START WORKING DATA
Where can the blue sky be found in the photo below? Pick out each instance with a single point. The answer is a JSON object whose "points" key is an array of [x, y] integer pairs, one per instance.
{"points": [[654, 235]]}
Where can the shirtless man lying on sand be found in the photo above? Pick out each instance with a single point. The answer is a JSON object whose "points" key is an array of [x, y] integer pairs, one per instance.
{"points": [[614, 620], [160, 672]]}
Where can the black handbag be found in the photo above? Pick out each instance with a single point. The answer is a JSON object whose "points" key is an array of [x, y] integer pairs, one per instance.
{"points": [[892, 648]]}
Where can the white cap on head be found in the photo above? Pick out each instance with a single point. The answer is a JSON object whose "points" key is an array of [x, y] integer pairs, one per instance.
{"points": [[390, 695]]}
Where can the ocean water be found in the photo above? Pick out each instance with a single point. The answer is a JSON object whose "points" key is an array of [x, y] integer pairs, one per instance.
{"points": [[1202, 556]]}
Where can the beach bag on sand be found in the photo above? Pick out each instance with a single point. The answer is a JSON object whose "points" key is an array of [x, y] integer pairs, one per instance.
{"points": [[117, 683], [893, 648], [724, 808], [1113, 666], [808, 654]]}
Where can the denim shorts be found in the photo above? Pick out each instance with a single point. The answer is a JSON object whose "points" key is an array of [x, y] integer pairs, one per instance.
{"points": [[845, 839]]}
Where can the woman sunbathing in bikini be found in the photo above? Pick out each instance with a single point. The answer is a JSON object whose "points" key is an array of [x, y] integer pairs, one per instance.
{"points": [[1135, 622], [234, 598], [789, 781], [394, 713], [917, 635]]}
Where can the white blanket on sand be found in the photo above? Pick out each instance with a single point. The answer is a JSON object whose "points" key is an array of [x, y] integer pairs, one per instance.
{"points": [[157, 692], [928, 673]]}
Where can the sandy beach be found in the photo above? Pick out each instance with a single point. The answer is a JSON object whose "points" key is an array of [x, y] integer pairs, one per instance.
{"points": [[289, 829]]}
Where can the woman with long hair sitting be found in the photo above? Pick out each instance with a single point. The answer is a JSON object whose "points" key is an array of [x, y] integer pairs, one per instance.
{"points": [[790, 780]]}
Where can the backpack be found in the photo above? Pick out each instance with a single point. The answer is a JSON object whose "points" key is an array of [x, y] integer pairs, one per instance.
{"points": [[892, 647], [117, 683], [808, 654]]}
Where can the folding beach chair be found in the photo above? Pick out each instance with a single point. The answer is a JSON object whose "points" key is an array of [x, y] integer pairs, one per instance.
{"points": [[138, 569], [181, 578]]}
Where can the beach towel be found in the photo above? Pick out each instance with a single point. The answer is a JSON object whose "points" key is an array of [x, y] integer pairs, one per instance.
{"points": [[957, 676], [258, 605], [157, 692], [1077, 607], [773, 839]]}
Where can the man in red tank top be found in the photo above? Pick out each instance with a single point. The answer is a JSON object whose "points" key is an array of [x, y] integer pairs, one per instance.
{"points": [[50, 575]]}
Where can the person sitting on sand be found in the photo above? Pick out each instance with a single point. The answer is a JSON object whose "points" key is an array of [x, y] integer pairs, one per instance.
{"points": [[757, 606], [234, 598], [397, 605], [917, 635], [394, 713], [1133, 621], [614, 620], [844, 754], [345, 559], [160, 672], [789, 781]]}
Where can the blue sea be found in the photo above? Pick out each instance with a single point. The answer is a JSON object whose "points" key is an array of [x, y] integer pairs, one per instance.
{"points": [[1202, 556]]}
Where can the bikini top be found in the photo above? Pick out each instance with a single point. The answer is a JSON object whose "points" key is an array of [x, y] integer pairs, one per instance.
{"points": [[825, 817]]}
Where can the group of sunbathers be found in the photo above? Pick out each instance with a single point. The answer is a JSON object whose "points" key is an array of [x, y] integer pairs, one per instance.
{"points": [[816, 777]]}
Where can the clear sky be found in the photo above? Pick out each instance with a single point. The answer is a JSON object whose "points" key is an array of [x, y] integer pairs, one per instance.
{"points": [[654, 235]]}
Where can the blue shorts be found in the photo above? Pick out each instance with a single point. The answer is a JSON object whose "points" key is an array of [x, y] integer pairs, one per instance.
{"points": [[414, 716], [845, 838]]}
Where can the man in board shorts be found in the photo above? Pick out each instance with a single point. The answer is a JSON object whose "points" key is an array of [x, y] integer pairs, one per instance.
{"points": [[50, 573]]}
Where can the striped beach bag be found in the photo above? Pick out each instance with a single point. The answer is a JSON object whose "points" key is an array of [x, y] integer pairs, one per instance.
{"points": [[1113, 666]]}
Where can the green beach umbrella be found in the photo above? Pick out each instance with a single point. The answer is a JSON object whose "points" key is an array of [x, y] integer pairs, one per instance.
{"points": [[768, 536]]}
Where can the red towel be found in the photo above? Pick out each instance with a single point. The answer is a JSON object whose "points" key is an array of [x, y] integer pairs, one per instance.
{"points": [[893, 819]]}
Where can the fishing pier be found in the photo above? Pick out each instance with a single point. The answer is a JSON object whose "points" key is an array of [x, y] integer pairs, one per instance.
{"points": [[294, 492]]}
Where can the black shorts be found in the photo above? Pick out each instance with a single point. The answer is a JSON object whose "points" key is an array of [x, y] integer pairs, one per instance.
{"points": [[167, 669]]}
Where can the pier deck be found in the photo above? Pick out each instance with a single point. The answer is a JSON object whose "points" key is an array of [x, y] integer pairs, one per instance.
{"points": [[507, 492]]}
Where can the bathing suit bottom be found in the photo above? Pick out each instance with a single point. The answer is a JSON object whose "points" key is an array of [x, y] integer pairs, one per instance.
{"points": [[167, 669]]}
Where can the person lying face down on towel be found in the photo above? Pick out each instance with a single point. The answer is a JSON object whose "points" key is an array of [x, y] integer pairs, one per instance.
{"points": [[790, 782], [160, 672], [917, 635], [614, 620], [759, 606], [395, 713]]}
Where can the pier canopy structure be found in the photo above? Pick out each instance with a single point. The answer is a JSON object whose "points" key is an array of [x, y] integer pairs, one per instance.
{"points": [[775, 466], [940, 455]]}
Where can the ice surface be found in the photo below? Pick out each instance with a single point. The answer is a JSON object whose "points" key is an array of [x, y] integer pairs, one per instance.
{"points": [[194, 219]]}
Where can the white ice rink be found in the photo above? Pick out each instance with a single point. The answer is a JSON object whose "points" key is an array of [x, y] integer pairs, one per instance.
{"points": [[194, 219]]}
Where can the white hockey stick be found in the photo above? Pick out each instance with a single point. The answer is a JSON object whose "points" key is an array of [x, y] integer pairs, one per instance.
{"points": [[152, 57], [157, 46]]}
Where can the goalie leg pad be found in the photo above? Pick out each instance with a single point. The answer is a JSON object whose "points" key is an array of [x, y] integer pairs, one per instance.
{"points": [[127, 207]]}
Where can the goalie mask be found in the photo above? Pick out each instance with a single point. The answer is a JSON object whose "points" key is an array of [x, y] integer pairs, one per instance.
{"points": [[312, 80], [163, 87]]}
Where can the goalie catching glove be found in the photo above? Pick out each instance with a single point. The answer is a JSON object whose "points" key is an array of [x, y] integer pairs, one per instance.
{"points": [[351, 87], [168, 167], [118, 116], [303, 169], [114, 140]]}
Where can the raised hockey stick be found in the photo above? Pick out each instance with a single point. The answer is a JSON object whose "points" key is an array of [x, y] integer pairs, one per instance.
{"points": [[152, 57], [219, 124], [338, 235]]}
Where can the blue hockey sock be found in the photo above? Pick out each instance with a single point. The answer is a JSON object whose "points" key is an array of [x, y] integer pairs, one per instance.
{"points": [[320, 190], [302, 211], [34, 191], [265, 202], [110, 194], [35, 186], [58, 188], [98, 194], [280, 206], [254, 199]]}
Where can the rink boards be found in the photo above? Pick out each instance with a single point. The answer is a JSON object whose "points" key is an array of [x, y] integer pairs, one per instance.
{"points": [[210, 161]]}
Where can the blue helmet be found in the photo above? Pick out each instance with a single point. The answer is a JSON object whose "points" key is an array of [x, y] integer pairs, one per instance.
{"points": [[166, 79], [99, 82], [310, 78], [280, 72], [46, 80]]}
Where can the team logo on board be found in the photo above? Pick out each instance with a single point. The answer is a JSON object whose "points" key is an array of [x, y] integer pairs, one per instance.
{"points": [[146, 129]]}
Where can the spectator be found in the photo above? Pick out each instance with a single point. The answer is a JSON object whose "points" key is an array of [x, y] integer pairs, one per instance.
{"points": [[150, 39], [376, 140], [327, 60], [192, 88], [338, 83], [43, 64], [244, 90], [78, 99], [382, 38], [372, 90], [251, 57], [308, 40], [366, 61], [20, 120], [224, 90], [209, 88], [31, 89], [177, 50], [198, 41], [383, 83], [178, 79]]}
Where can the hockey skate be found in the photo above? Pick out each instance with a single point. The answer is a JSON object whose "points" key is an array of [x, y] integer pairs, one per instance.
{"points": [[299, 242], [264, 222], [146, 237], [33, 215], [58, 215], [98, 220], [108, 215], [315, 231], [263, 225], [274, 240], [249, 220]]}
END WORKING DATA
THE TASK
Return, word for word, every line from the line with "Where can the blue helmet" to the final line of the data.

SOLVED PROBLEM
Where can the blue helmet be found in the photo above? Pick out each instance with a single point. The answer is a JSON object whose "points" key is an array of [x, y] integer pairs, one per instance.
{"points": [[166, 79], [99, 82], [310, 78], [280, 72], [46, 80]]}
Where can the team logo on board be found in the photo above? Pick out each instance with a single point. The answer is a JSON object whose "points" key is an array of [x, y] integer pairs, one per instance.
{"points": [[146, 129]]}
Where can the spectator be found in the photo above? Pick out each instance with a single point. The answer is a JSON object whose "points" key is an array of [x, y] integer pairs, one per instance.
{"points": [[150, 39], [376, 140], [327, 60], [192, 88], [338, 83], [43, 64], [244, 90], [78, 99], [382, 38], [372, 90], [251, 57], [308, 40], [366, 61], [20, 120], [224, 90], [209, 88], [31, 89], [177, 50], [198, 41], [383, 83], [178, 79]]}
Where can the hockey skate be found in the photo above? Pick out each instance with a single point. The answer is a JSON object whose "points" key is an array of [x, y] integer pairs, one per instance.
{"points": [[299, 242], [264, 222], [146, 237], [33, 215], [58, 215], [98, 220], [108, 215], [315, 231], [263, 225], [274, 240], [249, 220]]}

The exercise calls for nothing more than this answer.